◆ SHORT PROBLEM ◆
Can you locate each line in the items below that contains the word "points" and copy those lines out?

◆ DATA PROVIDED ◆
---

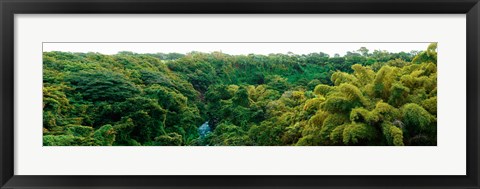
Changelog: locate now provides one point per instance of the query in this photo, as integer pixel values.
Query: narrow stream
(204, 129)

---

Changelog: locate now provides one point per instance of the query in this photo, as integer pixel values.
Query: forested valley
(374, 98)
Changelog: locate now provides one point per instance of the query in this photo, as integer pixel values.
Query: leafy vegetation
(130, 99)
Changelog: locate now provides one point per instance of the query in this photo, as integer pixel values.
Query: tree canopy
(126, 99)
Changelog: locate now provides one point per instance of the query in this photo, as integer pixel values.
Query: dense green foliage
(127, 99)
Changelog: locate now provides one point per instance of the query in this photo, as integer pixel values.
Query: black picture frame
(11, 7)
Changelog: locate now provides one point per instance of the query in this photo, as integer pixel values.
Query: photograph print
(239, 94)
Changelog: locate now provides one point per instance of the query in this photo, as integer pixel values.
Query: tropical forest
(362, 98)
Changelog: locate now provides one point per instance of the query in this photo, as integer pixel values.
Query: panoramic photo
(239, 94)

---

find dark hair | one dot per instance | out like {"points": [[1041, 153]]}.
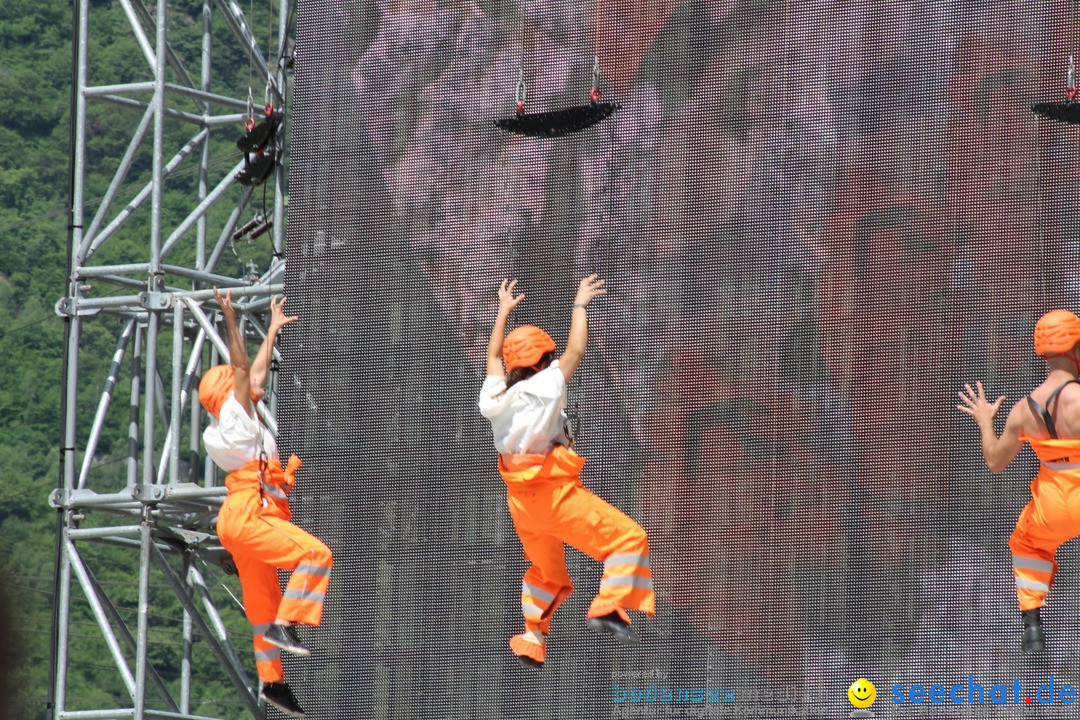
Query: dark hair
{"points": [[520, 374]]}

---

◆ REPLY TO THE TASK ◆
find dark hair | one dot per instance | out like {"points": [[1041, 153]]}.
{"points": [[520, 374]]}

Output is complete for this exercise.